══ PROVIDED RECORDS ══

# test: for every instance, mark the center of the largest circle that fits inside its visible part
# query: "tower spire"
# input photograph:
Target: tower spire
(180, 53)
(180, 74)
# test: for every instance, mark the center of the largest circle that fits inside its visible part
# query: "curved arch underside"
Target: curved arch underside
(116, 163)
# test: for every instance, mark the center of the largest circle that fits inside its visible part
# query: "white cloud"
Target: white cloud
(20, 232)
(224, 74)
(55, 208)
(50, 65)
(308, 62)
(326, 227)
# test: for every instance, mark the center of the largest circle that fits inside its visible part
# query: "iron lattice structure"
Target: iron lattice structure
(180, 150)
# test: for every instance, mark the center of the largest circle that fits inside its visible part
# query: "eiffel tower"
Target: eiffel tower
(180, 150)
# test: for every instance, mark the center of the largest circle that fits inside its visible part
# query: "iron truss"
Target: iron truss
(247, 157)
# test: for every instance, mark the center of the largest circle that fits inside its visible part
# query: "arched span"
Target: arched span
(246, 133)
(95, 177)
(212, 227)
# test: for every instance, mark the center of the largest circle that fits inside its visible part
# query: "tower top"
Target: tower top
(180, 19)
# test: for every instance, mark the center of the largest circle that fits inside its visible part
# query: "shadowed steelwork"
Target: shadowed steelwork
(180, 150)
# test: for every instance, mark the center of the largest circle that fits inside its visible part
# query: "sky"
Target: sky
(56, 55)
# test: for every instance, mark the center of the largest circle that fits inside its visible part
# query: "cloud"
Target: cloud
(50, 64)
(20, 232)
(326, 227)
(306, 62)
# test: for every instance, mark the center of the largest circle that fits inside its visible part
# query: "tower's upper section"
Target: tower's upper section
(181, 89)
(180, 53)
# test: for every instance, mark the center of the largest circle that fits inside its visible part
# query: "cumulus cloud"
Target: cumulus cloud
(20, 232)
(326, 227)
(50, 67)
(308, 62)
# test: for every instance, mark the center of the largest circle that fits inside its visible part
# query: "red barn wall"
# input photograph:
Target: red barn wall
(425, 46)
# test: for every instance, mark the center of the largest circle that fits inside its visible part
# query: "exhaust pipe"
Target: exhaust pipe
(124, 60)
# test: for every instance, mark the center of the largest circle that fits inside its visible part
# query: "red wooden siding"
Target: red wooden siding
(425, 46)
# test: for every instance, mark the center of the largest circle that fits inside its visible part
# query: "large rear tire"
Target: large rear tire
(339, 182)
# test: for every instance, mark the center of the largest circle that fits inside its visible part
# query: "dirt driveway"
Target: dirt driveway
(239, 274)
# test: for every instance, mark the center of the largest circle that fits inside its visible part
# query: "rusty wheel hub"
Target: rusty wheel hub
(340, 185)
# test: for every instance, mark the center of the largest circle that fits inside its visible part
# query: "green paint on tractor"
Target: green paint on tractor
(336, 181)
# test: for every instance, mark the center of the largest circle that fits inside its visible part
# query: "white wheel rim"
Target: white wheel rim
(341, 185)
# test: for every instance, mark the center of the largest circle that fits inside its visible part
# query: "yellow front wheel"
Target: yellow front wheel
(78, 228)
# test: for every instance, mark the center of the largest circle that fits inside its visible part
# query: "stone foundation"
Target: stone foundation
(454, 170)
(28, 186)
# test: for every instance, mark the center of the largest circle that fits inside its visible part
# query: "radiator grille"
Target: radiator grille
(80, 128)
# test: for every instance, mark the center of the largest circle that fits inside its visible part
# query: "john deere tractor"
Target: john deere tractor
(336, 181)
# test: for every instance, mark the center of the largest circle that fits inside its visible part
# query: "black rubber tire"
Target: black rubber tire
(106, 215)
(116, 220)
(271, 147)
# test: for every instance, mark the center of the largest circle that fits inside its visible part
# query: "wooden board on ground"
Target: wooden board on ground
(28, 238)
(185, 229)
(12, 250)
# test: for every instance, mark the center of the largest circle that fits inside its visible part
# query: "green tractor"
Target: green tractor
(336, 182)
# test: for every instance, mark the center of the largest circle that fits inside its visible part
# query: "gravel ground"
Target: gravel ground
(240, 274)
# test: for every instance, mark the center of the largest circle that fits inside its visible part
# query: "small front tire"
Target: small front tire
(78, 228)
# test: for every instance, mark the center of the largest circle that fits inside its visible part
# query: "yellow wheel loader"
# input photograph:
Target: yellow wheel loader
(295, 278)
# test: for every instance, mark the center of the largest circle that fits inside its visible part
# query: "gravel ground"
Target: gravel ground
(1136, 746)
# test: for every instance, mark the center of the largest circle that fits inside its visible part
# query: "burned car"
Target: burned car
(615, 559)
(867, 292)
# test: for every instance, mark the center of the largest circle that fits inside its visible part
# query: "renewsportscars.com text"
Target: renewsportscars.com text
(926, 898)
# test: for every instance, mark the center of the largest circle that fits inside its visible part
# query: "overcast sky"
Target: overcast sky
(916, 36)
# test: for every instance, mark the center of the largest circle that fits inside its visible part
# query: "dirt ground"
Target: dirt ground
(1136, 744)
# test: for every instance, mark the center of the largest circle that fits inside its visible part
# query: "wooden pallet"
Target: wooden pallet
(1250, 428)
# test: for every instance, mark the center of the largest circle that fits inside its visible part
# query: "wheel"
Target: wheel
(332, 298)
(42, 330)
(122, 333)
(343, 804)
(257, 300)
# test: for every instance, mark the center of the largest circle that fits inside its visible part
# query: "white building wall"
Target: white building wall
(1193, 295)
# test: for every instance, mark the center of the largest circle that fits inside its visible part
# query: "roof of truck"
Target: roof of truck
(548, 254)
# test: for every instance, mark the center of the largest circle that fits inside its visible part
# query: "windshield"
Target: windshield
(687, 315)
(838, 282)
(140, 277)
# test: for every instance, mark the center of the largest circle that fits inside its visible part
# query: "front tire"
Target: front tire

═══

■ TASK BRIEF ■
Your task is to restate every record word for word.

■ EXPECTED OUTPUT ■
# test: for every instance, mark the center of the largest circle that fits inside its visible part
# query: "tower spire"
# input photograph:
Target: tower spire
(180, 53)
(180, 74)
# test: for every instance, mark the center of the largest circle that fits inside its visible part
# query: "curved arch underside"
Target: curved arch underside
(116, 163)
# test: for every instance, mark the center of the largest circle that fits inside its visible part
# query: "white cloud"
Target: white cloud
(20, 232)
(224, 74)
(55, 208)
(50, 65)
(308, 62)
(326, 227)
# test: for every instance, mark the center of the largest circle that fits inside its visible part
# query: "iron lattice structure"
Target: iron lattice structure
(180, 150)
# test: for every instance, mark the center of the largest circle that fits inside its visible part
# query: "eiffel tower"
Target: eiffel tower
(180, 150)
# test: for every instance, mark the center of the largest circle that fits inside its visible part
# query: "iron truss"
Target: iron truss
(247, 157)
# test: for every instance, mark the center of the largest circle that fits inside its visible part
# query: "arched span"
Target: arched span
(246, 133)
(95, 177)
(212, 227)
# test: for every instance, mark the center of the largest circle that fits inside its visible part
# query: "tower top"
Target: tower top
(180, 19)
# test: for every instance, mark the center of the largest circle that fits inside its visible part
# query: "shadowed steelwork"
Target: shadowed steelwork
(180, 150)
# test: for every instance, mark the center of the largest circle that fits inside its visible part
# query: "sky"
Target: sky
(56, 55)
# test: for every instance, mark the center of the largest circle that fits inside its visible part
# query: "cloud"
Target: cloud
(50, 64)
(20, 232)
(326, 227)
(306, 62)
# test: for every instance, mark the center of the largest circle that fits inside its visible part
# query: "tower's upper section"
Target: tower's upper section
(181, 89)
(180, 53)
# test: for every instance, mark the center of the largest circle that fits inside its visible part
# query: "cumulus cloud"
Target: cumulus cloud
(20, 232)
(326, 227)
(50, 67)
(308, 62)
# test: for every instance, mark the center of the largest circle that fits inside its visible part
# query: "red barn wall"
# input photograph:
Target: red barn wall
(425, 46)
# test: for every instance, mark the center of the largest circle that fits inside its visible part
# query: "exhaust pipe"
Target: exhaust pipe
(124, 60)
# test: for every instance, mark the center of the largest circle that fits inside its visible part
# query: "red wooden siding"
Target: red wooden siding
(425, 46)
# test: for every instance, mark the center of the largest circle that fits inside its visible part
# query: "large rear tire"
Target: large rear tire
(339, 182)
# test: for every instance, mark the center of the largest circle that fits inside its visible part
# query: "dirt driveway"
Target: dirt driveway
(239, 274)
# test: for every instance, mark the center of the largest circle that fits inside its visible part
# query: "rusty wheel hub"
Target: rusty wheel hub
(340, 185)
# test: for every instance, mark the center of the largest circle that fits inside its visible part
# query: "green paint on tractor"
Target: green paint on tractor
(336, 181)
# test: for every instance, mark the center of the largest circle that fits inside its visible part
# query: "white wheel rim"
Target: white wheel rim
(341, 185)
# test: for every instance, mark the center of the largest circle that fits inside its visible part
# query: "yellow front wheel"
Target: yellow front wheel
(78, 228)
# test: for every instance, mark the center of the largest circle that fits inside its visible part
# query: "stone foundation"
Target: stone foundation
(454, 170)
(28, 186)
# test: for every instance, mark the center of the largest circle that fits inside its visible part
# query: "radiator grille"
Target: radiator grille
(80, 128)
# test: for every instance, mark the center of the largest circle that fits inside its visible part
# query: "john deere tractor"
Target: john deere tractor
(336, 181)
# test: for every instance, mark the center of the largest circle that fits inside its visible part
# query: "black rubber tire"
Target: black rubber tire
(106, 215)
(116, 220)
(271, 147)
# test: for every instance, mark the center of the largest circle that fits inside its visible part
# query: "wooden board on ground"
Target: wooden board on ground
(28, 238)
(185, 229)
(12, 250)
# test: for every instance, mark the center of the largest circle that fits inside its visible part
# query: "green tractor"
Target: green tractor
(336, 182)
# test: for every instance, mark the center of the largest circle that fits inside its visible part
# query: "gravel ground"
Target: gravel ground
(240, 274)
# test: for every instance, mark the center of the largest circle that fits inside its visible part
# query: "small front tire"
Target: small front tire
(78, 228)
# test: for every instance, mark the center of the largest circle that fits inside its visible part
# query: "yellow wheel loader"
# input photograph:
Target: yellow wheel loader
(295, 278)
# test: for every instance, mark the center of the largest circle that fits inside its visible part
# query: "gravel ground"
Target: gravel ground
(1136, 746)
# test: for every instance, mark the center of the largest circle that fits inside its visible part
# query: "burned car"
Target: burned car
(615, 559)
(867, 292)
# test: for every instance, mark the center of the largest circle that fits inside its visible part
# query: "renewsportscars.com text"
Target: renewsportscars.com text
(926, 898)
# test: for every instance, mark the center of the largest circle that fits inside its visible part
# query: "overcast sky"
Target: overcast sky
(916, 36)
# test: for every instance, mark the center of the largest circle that fits inside its visible part
# query: "dirt ground"
Target: dirt ground
(1136, 744)
# test: for every instance, mark the center of the largest circle that fits inside its visible part
# query: "wooden pallet"
Target: wooden pallet
(1250, 428)
# test: for every instance, mark the center of the largest circle that fits inside its visible part
# query: "wheel"
Target: wheel
(332, 298)
(42, 330)
(122, 333)
(343, 804)
(257, 300)
# test: for every instance, mark the center of the largest circle that fits inside its visible part
# query: "white building wall"
Target: white building wall
(1193, 295)
# test: for every instance, mark the center of the largest circle that fits inside its visible part
# query: "roof of truck"
Target: roof of truck
(548, 254)
# test: for every instance, mark the center of the largest circle that fits inside its visible part
# query: "windshield"
Target: windshield
(687, 315)
(838, 282)
(140, 277)
# test: for every instance, mark the center of the largest circle that fits inside its visible part
# query: "front tire"
Target: front tire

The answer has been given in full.